- _TRECHO DO DOCUMENTO_:
────

Fonte: Jorge Cruz Jr. – Apostila de Cinema

Seguindo o caminho tradicional das comédias francesas de buscar nas relações sociais atuais argumentos para seus filmes, “O Bom Doutor” é mais um exemplo do audiovisual contemporâneo que nos faz refletir sobre o combo de ideias envolvendo empreendedorismo, meritocracia, produtividade e o contexto do fim do emprego conforme conhecemos. Isso tudo, claro, no contexto de um grande centro urbano, afinal, nós sempre temos Paris.

Ou você pode querer não encontrar nada disso na trajetória de Serge (Michel Blanc), um médico veterano que vive uma atípica véspera de Natal. Essa é a graça de obras como “A Boa Esposa” (2020) e “Notre Dame” (2019), para citar mais duas que – assim como o longa-metragem dirigido por Tristan Séguéla, chegaram ao circuito comercial brasileiro em 2021. O escapismo é permitido, mas aqui é possível que o entretenimento soe incompleto a alguns. Para rir das sugestões de comédia do roteiro que o cineasta escreve ao lado de Jim Birmant, é preciso aceitar a dura realidade de uma cidade desenvolvida e cosmopolita como a capital da França – e os desafios que carregam consigo.

────

[Entradas do conjunto de dados]

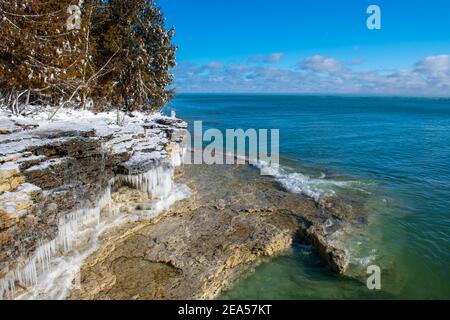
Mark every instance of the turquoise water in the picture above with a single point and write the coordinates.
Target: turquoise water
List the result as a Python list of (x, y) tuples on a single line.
[(392, 153)]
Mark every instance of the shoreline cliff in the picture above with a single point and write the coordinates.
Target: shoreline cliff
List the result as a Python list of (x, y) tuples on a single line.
[(95, 209)]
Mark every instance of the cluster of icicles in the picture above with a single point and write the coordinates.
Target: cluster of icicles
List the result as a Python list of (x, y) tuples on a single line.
[(157, 182)]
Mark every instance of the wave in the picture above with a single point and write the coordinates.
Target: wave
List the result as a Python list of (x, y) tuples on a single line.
[(316, 188)]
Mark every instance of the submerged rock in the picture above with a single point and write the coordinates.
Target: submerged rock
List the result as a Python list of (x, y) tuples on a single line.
[(234, 220)]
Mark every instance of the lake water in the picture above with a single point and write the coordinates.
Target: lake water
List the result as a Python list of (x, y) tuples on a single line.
[(395, 151)]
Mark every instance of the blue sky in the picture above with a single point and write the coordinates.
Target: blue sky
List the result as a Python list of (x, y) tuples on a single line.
[(320, 46)]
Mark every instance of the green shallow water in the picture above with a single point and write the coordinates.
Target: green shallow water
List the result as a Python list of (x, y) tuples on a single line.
[(391, 156)]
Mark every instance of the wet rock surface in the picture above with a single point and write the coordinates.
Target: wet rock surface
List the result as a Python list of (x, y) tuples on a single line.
[(200, 247), (49, 169)]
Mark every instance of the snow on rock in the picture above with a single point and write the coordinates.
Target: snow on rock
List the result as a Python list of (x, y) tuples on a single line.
[(51, 176)]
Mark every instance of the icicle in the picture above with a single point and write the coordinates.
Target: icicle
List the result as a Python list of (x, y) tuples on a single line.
[(40, 262)]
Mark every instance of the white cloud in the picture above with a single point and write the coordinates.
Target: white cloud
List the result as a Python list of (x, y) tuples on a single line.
[(435, 66), (321, 64), (271, 58)]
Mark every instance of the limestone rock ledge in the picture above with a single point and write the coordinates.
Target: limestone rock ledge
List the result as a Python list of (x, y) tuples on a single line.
[(57, 175)]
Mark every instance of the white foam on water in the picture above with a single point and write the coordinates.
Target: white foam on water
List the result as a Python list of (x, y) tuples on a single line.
[(296, 182), (50, 272)]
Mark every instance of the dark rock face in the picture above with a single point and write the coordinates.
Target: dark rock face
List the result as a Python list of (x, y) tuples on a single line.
[(52, 169)]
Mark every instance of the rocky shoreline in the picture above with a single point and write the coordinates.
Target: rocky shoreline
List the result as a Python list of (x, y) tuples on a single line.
[(205, 243), (112, 193)]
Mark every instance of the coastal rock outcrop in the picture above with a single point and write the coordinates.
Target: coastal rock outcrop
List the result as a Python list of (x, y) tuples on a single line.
[(234, 220), (57, 176)]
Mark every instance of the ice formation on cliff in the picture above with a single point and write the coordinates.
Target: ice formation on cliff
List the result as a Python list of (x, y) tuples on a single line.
[(50, 272)]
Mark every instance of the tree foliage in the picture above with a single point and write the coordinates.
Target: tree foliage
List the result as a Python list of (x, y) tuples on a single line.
[(120, 55)]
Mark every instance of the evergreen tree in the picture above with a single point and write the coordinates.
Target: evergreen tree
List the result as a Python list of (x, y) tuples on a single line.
[(120, 54), (136, 33)]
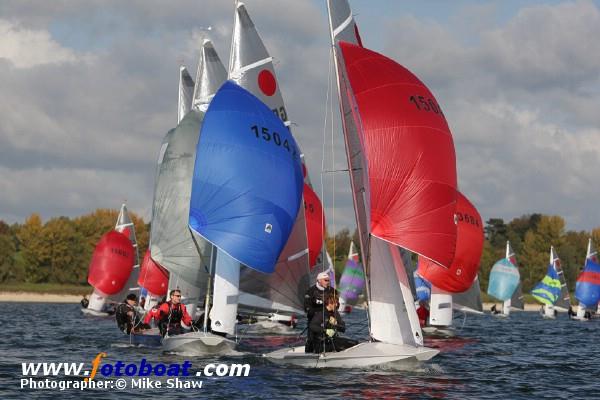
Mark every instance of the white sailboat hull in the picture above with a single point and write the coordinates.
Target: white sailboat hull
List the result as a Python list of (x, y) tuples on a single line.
[(198, 343), (362, 355)]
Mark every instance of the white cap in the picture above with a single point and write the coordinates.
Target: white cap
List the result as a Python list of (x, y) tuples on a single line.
[(323, 275)]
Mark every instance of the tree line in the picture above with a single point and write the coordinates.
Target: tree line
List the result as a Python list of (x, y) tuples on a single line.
[(60, 250)]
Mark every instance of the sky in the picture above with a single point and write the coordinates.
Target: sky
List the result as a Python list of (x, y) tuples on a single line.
[(89, 89)]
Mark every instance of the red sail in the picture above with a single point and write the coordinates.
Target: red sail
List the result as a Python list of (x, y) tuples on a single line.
[(152, 276), (112, 263), (469, 245), (410, 155), (315, 223)]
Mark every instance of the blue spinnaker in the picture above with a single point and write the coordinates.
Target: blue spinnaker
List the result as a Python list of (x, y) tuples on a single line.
[(587, 288), (247, 184), (504, 280)]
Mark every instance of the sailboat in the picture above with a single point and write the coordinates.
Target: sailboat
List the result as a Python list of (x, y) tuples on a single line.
[(352, 281), (587, 288), (274, 299), (552, 291), (462, 274), (171, 242), (113, 277), (403, 178), (505, 283)]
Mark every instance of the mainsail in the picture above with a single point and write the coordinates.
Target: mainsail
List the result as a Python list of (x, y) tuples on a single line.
[(172, 245), (352, 280)]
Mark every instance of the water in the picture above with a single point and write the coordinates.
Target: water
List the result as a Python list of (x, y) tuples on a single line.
[(520, 357)]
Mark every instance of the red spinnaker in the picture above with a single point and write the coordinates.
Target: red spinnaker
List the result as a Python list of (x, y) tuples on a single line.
[(112, 263), (469, 246), (410, 155), (315, 223), (153, 277)]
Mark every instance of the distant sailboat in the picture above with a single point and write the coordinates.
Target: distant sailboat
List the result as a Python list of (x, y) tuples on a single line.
[(505, 283), (552, 291), (408, 203), (111, 275), (587, 288)]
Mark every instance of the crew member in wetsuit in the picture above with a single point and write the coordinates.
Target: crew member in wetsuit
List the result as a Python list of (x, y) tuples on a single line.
[(313, 302), (126, 316), (324, 328), (172, 314)]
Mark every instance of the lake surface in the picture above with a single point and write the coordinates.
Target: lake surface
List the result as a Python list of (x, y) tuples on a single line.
[(521, 357)]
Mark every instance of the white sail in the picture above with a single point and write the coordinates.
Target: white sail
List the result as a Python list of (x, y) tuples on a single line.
[(251, 67)]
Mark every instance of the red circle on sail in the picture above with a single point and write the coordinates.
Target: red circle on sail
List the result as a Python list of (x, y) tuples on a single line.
[(266, 82)]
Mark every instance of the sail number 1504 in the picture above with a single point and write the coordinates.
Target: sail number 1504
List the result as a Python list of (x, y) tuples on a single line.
[(272, 136)]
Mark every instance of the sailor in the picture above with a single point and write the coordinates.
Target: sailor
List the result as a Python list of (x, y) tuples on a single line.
[(324, 328), (172, 314), (125, 314)]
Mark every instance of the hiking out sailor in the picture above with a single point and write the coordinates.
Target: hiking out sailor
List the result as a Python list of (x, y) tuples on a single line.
[(171, 314), (324, 328), (126, 316)]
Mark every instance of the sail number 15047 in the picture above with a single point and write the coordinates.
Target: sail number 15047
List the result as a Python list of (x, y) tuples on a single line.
[(267, 135), (426, 104)]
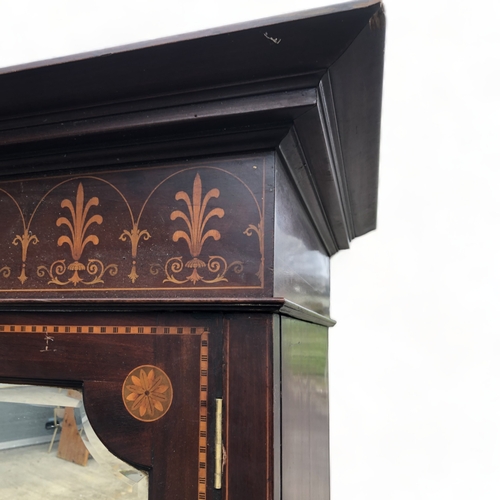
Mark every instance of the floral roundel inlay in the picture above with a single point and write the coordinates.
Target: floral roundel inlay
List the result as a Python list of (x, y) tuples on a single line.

────

- _SUAS INSTRUÇÕES_:
Imprima sem alterações tudo o que vai de "Ou você pode" até "que carregam consigo." na crítica do filme O Bom Doutor.

- _SEÇÃO DE RESPOSTA_:
Ou você pode querer não encontrar nada disso na trajetória de Serge (Michel Blanc), um médico veterano que vive uma atípica véspera de Natal. Essa é a graça de obras como “A Boa Esposa” (2020) e “Notre Dame” (2019), para citar mais duas que – assim como o longa-metragem dirigido por Tristan Séguéla, chegaram ao circuito comercial brasileiro em 2021. O escapismo é permitido, mas aqui é possível que o entretenimento soe incompleto a alguns. Para rir das sugestões de comédia do roteiro que o cineasta escreve ao lado de Jim Birmant, é preciso aceitar a dura realidade de uma cidade desenvolvida e cosmopolita como a capital da França – e os desafios que carregam consigo.